Задание A: Изложите фрагмент об обобщении в искусстве в двух предложениях.
Задание B: Прибавьте 127 к каждому числу в координатах точек-ответов и приведите заново все строки листинга от строки с «For every instance of the white delivery» до конца листинга включительно, вместе с запросами.

Фрагмент страницы:
▶

Трудно передать менее навязчиво, бытово оправданно и «без задней мысли» с виду мысль о том, насколько герцог всю свою жизнь был «пустым местом»!

Но этот пример привел нас уже к случаю, когда обобщение идет еще дальше, чем в предыдущих случаях, — не ограничиваясь ощущением, но выступая уже как оформленное суждение.

Здесь уже и мы сами в области суждения и обобщения выходим за непосредственные пределы той сферы, в которой мы орудуем, и переходим к следующей Какова же она?

Снова облокотимся на пример подобной тенденции в живописи. К этому месту я приберег еще одну цитату из живописной практики, на этот раз из высказываний Гогена о тенденциях группы «Les Fauves» (эпохи 1905 года) в комментариях Georges Duthuit’а [в книге «Chinese mysticism and modern painting»]:

«… To render the same sensation the line -was modified… At the risk of denying the truthfulness of appeararces as they are recorded by the retina during our everyday existence; at the risk of sacrifiing the accuracy of the measurements, they sought to discover, beneath the fleshy envelope, the internal structure of individuals and to brirg cut what in their character approached a general conception of life…» (p. 90)[79].

{360} Здесь дан пример на такое же двойное обобщение из сферы чистой живописи. Из случайных элементов видимости отдельных индивидов вывести их внутренний обобщающий образ. И из обобщения этих образов вывести конкретное обобщенное ощущение жизни как таковой, Жизни с большой буквы.

Мы видим, таким образом, что во всех случаях углубленного подхода к явлению реальности мы неизменно все углубляющимися планами восходим ко все большим обобщениям. Содержание этих обобщений может быть весьма различно.

Беглец от урбанистической культуры, своеобразный Жан-Жак XIX века — Гоген, возвращающийся к примитиву человечества[cdxciii], видит пределом обобщения некий пантеистический идеал жизни как таковой. Китаец выискивает конечную метафизическую неподвижность мира за каждой единицей его. Мы, участники последнего и решительного боя классовых сил за освобожденное человечество и бесклассовое общество, видим в явлении прежде всего воплощение борьбы и социальных конфликтов, его породивших. Естественно, что обобщения именно этого ряда в первую очередь прочитываются в конечных обобщениях по нашим произведениям.

◀

Данные:
▶

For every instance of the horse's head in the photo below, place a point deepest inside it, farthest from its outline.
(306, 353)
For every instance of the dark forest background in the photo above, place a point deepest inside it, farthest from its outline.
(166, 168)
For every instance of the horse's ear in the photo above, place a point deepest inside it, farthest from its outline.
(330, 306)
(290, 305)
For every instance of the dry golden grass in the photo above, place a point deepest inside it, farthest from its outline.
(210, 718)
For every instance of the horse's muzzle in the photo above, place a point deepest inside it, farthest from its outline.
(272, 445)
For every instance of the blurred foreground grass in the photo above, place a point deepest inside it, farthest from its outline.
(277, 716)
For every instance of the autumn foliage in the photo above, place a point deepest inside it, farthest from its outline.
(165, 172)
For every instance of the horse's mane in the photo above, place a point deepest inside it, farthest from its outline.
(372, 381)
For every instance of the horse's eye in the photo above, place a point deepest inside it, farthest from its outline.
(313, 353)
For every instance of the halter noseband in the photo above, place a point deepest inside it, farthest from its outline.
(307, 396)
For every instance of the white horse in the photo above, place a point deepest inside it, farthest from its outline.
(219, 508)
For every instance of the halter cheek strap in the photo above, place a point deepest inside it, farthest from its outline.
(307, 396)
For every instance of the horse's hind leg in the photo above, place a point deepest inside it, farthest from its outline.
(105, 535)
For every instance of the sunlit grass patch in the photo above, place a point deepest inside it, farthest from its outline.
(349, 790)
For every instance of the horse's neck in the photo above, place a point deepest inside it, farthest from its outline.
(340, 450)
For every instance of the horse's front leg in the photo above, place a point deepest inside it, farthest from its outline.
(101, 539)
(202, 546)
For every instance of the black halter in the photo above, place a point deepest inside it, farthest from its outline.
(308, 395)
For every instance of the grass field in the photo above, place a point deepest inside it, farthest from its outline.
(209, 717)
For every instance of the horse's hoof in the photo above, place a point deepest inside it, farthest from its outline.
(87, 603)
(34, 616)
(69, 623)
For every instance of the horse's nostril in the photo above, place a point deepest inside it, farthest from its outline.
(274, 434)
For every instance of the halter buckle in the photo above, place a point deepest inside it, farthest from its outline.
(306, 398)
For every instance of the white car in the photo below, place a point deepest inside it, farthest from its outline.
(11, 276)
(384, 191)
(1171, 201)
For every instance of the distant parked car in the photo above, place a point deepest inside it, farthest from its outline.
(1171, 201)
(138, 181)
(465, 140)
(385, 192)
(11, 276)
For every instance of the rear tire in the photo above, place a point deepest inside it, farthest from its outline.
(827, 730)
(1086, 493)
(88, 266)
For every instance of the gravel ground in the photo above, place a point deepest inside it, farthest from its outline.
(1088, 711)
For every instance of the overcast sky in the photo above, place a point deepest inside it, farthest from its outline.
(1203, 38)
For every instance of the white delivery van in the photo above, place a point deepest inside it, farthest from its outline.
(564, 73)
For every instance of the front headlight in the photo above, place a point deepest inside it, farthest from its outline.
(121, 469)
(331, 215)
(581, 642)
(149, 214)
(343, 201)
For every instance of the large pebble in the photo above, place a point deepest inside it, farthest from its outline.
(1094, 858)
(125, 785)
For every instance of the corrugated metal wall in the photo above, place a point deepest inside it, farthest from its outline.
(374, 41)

◀

Результат A: Углубленный подход к явлению реальности неизменно ведет ко все большим обобщениям. Содержание этих обобщений может быть весьма различным: Гоген видит их пределом пантеистический идеал жизни, китаец ищет конечную метафизическую неподвижность мира, а «мы» видим в явлении прежде всего воплощение борьбы и социальных конфликтов.

Результат B:
For every instance of the white delivery van in the photo above, place a point deepest inside it, farthest from its outline.
(691, 200)
For every instance of the front headlight in the photo above, place a point deepest inside it, farthest from its outline.
(248, 596)
(458, 342)
(708, 769)
(276, 341)
(470, 328)
For every instance of the large pebble in the photo above, place a point deepest inside it, farthest from its outline.
(1221, 985)
(252, 912)
For every instance of the corrugated metal wall in the photo above, place a point deepest inside it, farthest from its outline.
(501, 168)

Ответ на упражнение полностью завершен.